Task goal: Gather every line of the records below that contains the word "blue". Case counts, so skip any line where the word appears only with different capitalization.

[Entries from an annotation dataset]
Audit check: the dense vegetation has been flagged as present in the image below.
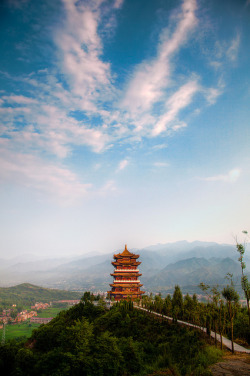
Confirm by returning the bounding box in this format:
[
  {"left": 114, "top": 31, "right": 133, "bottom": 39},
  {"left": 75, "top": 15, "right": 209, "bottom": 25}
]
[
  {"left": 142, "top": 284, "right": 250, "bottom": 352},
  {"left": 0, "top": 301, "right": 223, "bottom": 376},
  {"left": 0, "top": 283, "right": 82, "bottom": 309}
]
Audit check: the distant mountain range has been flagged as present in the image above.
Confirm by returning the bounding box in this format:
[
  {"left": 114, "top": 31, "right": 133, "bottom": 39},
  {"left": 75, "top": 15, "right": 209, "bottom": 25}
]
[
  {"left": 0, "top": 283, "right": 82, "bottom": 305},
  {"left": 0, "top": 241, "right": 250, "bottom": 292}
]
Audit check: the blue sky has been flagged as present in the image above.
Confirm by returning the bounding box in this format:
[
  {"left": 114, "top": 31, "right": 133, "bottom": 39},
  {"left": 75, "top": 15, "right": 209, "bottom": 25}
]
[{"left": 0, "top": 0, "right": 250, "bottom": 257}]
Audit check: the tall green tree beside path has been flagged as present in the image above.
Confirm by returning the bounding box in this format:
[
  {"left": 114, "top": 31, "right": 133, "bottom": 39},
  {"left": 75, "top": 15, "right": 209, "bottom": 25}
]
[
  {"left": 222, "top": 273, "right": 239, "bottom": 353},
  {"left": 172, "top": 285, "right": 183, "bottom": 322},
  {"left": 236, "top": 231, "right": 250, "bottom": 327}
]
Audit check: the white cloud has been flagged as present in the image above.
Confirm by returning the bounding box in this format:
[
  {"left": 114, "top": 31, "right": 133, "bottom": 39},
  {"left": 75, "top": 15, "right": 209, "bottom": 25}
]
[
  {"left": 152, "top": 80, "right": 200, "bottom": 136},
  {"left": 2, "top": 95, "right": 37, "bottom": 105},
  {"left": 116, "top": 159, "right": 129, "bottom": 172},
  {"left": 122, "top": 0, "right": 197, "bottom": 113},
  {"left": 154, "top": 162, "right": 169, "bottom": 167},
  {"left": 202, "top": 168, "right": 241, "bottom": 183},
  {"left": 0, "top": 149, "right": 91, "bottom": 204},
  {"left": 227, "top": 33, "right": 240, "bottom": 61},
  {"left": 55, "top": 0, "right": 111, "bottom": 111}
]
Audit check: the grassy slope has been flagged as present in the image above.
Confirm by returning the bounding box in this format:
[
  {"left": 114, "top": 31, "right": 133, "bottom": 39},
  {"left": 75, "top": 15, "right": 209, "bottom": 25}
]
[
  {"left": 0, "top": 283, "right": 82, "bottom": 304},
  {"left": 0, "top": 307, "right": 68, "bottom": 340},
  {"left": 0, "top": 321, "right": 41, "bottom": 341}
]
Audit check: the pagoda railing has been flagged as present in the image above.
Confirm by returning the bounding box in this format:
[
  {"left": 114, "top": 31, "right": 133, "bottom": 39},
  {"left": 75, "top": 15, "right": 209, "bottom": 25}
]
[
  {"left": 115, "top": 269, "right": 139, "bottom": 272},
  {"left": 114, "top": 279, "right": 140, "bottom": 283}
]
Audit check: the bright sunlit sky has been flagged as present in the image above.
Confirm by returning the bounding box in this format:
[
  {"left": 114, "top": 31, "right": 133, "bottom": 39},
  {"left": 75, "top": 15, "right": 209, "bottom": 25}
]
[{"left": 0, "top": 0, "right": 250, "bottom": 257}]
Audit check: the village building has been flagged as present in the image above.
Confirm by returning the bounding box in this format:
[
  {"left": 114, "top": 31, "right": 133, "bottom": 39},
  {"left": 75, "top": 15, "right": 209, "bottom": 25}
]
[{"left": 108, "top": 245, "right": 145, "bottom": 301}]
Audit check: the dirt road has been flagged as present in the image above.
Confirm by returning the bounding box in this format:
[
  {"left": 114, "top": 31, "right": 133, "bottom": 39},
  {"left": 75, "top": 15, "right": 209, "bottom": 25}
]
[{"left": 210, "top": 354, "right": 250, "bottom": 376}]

...

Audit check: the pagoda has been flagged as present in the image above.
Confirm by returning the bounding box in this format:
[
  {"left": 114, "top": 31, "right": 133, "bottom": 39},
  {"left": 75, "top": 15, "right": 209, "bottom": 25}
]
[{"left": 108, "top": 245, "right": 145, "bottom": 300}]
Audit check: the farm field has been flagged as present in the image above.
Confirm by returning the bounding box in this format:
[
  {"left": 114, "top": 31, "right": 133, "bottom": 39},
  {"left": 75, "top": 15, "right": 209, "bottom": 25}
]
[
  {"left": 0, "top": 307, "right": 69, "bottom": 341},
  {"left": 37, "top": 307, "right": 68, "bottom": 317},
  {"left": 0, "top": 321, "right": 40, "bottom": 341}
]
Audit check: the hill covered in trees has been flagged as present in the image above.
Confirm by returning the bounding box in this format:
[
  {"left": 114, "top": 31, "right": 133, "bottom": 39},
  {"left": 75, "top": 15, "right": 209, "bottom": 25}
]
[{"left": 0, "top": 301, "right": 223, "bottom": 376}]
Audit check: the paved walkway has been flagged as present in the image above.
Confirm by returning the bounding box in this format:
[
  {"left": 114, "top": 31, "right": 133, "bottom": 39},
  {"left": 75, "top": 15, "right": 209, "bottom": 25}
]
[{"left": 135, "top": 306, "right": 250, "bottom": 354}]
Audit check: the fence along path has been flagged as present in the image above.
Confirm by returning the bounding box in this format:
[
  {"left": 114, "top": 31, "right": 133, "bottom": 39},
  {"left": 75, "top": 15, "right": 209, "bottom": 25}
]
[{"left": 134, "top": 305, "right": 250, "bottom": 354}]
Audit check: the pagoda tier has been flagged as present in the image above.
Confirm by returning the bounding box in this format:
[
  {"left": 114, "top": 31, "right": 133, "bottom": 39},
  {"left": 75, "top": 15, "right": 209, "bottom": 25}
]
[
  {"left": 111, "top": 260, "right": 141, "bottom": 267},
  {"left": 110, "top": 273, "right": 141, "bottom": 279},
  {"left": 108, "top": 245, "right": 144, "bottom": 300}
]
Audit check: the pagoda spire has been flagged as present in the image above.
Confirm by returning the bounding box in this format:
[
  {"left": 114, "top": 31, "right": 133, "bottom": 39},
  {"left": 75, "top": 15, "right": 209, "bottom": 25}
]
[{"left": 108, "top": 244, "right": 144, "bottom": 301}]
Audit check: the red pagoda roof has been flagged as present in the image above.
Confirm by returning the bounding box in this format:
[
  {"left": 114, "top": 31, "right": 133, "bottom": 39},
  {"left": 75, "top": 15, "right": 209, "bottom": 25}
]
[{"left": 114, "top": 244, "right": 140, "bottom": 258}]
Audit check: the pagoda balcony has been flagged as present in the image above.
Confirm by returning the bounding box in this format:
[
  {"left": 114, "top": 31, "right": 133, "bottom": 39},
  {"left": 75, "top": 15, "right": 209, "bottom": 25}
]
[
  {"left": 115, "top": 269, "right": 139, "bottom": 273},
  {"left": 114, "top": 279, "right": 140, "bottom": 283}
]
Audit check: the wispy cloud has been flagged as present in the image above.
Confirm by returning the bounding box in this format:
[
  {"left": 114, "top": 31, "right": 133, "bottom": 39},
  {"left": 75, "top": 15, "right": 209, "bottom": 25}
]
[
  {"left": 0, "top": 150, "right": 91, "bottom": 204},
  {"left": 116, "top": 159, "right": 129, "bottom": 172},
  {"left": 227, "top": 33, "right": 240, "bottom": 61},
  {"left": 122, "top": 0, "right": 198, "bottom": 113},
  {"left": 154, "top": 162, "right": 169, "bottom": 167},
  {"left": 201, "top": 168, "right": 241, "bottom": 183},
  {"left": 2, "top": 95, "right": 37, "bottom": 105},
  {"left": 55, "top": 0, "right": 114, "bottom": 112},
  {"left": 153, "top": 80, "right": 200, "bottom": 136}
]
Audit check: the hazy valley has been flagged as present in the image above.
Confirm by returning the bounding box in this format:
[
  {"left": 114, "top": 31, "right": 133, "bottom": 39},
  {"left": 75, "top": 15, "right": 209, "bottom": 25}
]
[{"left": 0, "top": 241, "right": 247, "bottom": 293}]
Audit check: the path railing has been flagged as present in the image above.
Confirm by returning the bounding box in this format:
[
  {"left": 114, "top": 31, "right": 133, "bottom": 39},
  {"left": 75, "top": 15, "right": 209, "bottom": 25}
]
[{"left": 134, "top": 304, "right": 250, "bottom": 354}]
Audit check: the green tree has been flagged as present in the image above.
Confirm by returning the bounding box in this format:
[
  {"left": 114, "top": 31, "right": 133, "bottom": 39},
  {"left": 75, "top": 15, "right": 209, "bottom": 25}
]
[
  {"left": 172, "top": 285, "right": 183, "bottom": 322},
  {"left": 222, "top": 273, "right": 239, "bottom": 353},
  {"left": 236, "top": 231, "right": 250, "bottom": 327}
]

---

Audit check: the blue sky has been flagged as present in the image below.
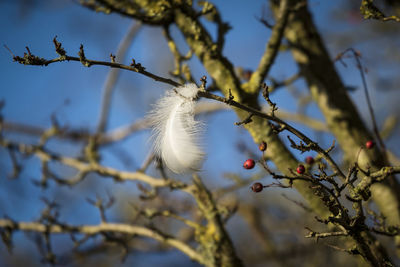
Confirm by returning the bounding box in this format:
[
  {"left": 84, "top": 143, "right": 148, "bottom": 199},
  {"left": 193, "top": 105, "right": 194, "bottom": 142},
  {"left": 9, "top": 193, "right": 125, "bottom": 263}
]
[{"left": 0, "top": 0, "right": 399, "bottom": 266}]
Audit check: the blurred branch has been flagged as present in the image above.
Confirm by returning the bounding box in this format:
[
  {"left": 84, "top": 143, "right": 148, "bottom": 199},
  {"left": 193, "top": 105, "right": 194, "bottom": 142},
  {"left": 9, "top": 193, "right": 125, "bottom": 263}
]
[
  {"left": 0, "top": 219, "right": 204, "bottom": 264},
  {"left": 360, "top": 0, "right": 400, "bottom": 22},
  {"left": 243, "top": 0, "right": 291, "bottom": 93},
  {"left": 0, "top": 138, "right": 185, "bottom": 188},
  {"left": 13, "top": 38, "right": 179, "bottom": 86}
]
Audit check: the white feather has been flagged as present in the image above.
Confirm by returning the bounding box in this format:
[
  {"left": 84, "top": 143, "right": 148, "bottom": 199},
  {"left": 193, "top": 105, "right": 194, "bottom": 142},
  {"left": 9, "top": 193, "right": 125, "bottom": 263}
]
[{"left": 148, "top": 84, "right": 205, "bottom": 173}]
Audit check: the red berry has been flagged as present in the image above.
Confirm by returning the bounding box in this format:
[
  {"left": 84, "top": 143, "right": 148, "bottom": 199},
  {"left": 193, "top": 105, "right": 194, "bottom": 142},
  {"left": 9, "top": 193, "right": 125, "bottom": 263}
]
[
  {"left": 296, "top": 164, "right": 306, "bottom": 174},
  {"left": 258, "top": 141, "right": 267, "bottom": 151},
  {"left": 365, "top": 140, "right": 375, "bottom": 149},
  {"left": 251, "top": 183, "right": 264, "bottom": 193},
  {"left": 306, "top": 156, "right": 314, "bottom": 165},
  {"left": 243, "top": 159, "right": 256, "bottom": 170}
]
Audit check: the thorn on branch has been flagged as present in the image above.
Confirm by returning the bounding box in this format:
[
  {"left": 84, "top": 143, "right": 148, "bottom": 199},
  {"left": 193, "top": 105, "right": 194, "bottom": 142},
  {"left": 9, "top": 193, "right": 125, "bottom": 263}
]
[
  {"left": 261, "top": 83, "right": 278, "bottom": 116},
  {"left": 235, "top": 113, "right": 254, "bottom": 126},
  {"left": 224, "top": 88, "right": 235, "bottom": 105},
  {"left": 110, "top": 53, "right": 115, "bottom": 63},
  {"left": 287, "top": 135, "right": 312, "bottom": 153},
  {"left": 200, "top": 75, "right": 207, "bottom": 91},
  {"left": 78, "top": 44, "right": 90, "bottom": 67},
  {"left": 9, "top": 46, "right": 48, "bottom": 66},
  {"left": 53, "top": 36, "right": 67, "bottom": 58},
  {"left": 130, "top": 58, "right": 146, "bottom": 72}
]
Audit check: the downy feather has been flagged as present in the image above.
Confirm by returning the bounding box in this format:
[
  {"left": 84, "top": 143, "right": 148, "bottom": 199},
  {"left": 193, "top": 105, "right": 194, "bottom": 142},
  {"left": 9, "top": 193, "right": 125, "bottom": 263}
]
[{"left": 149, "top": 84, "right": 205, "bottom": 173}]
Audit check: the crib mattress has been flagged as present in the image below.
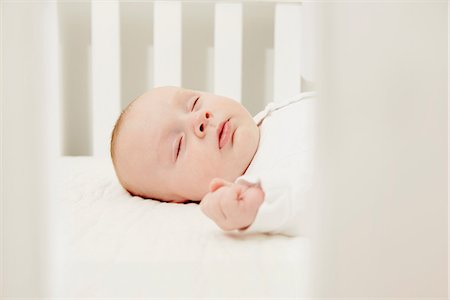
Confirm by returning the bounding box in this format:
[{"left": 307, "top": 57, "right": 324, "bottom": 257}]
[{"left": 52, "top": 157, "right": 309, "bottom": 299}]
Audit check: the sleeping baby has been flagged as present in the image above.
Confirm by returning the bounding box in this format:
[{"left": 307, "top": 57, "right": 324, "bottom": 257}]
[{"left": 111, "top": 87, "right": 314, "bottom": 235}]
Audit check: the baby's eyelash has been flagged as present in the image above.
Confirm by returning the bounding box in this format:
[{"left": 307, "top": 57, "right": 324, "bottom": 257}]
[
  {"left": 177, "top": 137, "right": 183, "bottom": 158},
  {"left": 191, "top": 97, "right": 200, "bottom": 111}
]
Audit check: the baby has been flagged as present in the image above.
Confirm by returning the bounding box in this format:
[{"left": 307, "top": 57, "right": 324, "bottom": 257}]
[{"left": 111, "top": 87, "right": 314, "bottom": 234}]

The completed task:
Audit check: the blue sky has been flagged as present in the image above.
Audit check: the blue sky has been flagged as present in the image below.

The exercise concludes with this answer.